- Instrukcja:
Proszę przepisać w całości każdy wiersz, od samego początku danych w dół aż do wiersza zawierającego "0,4,194,199", oba krańce włącznie, i przesunąć o 72 każdą współrzędną ramki w odpowiedziach. Obrazy pomiń w odpowiedzi.

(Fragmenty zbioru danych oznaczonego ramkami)

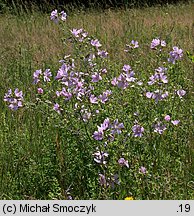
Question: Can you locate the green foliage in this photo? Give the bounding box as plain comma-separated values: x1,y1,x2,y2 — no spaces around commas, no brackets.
0,4,194,200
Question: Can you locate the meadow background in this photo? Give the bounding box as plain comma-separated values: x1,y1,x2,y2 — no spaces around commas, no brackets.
0,1,194,199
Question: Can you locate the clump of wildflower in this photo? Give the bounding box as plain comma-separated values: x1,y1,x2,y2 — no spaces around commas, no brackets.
53,103,63,114
150,38,166,49
98,173,108,187
93,118,124,140
33,69,42,84
125,197,134,200
146,89,168,103
81,109,92,122
168,46,183,64
93,151,108,164
132,124,144,137
154,122,167,134
176,89,186,98
90,39,102,48
118,158,129,168
71,28,88,42
164,115,171,121
43,69,52,82
98,90,112,104
171,120,180,125
37,88,44,94
148,67,168,85
4,88,23,111
92,73,102,82
50,9,67,24
98,50,108,58
111,119,124,134
139,166,147,175
111,65,136,89
124,40,139,52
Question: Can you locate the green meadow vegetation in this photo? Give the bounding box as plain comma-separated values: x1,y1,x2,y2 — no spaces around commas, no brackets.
0,3,194,200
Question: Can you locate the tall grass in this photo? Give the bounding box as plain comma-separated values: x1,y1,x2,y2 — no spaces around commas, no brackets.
0,4,194,199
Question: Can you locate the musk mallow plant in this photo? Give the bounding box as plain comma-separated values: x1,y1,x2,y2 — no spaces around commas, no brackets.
4,10,187,199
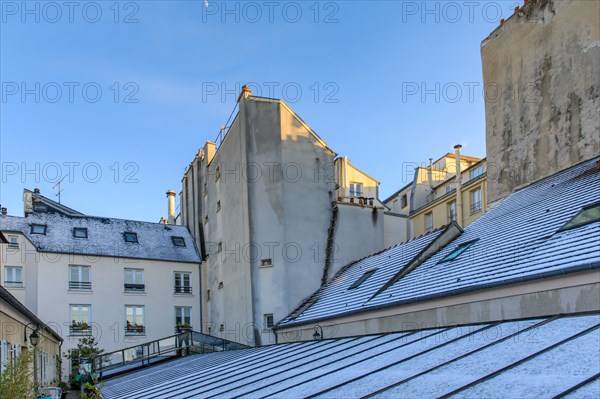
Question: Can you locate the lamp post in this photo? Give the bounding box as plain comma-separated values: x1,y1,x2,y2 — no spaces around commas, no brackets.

- Pełna odpowiedź:
Question: Can you locate the green foliage in this photo? Give the bounding box as plain comma-separated values: x1,y1,x2,y2 — no spaces around commas, no brackets.
72,76,266,272
Question: Can you locate the meadow background in this photo? Give the bounding box as plain comma-separated values: x1,y1,x2,y2 — no spaces around commas, no brackets.
72,73,266,271
Question: Can you locate the clump of wildflower in this photo? Give the bounding box as plain comma-separated values: x1,y1,x2,y2 — no spaces around commas, no brackets.
125,175,135,186
222,110,238,121
170,245,180,259
165,190,196,212
105,141,114,156
197,269,206,272
218,161,240,175
153,181,164,194
240,118,255,136
165,223,180,236
204,196,216,209
226,194,239,206
248,161,258,170
162,111,174,120
190,230,201,240
143,100,160,114
236,187,243,193
115,141,124,154
170,162,184,176
243,192,252,197
109,160,116,166
220,139,240,157
76,160,95,183
164,145,174,154
122,81,139,96
170,122,180,130
183,191,196,206
211,238,219,247
183,137,208,161
196,112,211,124
Question: Can you locate the green meadow vegetation in this photo? Give the bounding box as plain comma-separated values: x1,y1,x2,y2 — no spaces around commas, no brackets.
72,75,266,272
Question: Can you locate the tall grass in this photo? Give the bounding box as plain comma-separated values: x1,y1,x2,y2 — no spaces around commas, no brackets.
72,76,266,271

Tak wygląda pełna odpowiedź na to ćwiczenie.